** start **

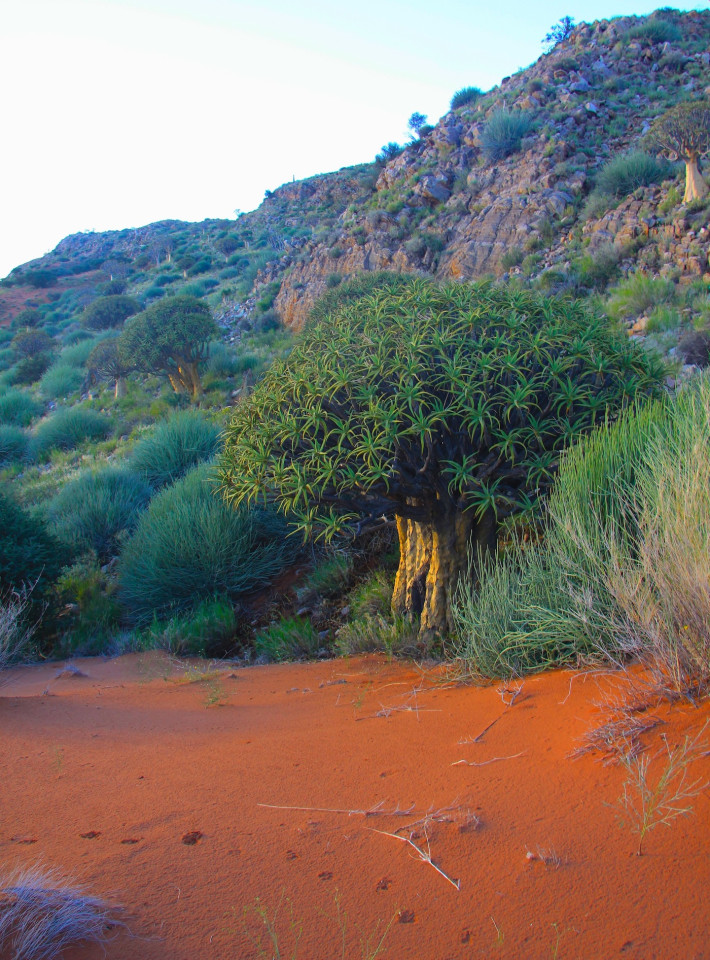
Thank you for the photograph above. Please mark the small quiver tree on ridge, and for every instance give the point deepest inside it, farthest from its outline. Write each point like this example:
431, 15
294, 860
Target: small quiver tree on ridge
683, 133
443, 407
105, 363
170, 337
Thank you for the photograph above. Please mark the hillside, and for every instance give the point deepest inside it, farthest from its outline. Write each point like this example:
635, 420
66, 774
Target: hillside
446, 204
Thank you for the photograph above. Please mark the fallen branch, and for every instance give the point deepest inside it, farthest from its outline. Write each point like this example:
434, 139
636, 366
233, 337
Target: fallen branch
375, 811
484, 763
424, 857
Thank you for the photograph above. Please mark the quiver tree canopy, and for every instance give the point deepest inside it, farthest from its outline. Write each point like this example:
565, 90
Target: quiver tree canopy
171, 337
683, 133
441, 406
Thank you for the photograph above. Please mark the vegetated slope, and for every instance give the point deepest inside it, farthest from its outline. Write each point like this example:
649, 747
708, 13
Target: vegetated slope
452, 203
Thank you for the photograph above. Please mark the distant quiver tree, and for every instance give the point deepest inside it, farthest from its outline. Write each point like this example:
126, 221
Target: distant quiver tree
441, 407
171, 337
683, 133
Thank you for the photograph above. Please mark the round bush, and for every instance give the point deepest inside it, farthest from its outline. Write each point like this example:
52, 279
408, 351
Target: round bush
629, 171
67, 428
106, 312
190, 546
174, 447
13, 445
29, 555
19, 408
465, 96
60, 381
95, 511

** end **

Task description:
Revise all of the records so that every "photograph" reads "image", leaving everything else unchanged and omitting the pictures.

The completed task:
Thank you for the image above. Please mark the small quiver tree on ridge, and for every instance give the point deepest inside it, farthest from its outline. Write each point like this example:
431, 15
294, 860
Target: small quiver tree on ridge
683, 133
443, 407
105, 363
170, 337
Thank you for the image above. Please mark the hillside, and for every instance give the point deepest inside it, farthest from its outline. Write each point like this example:
635, 420
66, 774
Target: hillside
446, 204
Thank you for the image above. Please mark the fallen branch, and for every instance give the point deepest inside it, farthest from its outline. Write each point like this example:
434, 139
636, 366
233, 337
Target: fallen branch
375, 811
484, 763
424, 857
Thank you for the image above. Please mark the quiver tree canopy, and for every instance give the point deepest inside it, farthest from its outline. Write each point like this example:
565, 90
Target: quiver tree canopy
171, 337
683, 133
441, 406
Thank you for the image above. Please mark the vegetated slope, and for every instance give the point deepest inside it, farthest from its outline. Write each point like this example:
649, 747
708, 13
Target: vegetated slope
452, 203
Thank you for the image above. Please mark the distant quiver tree, and for every instance give the point deepest inside it, farthest from its outline. Write each point like this example:
126, 221
Target: distant quiver tree
441, 407
171, 337
683, 133
Thank you for the image above. Please mark the round bush, and for every instance give the point deepest inside it, farthest from its outline. Write each point like this example:
52, 279
408, 351
Target: round bush
629, 171
67, 428
106, 312
190, 546
174, 447
13, 445
29, 555
19, 408
465, 96
60, 381
95, 511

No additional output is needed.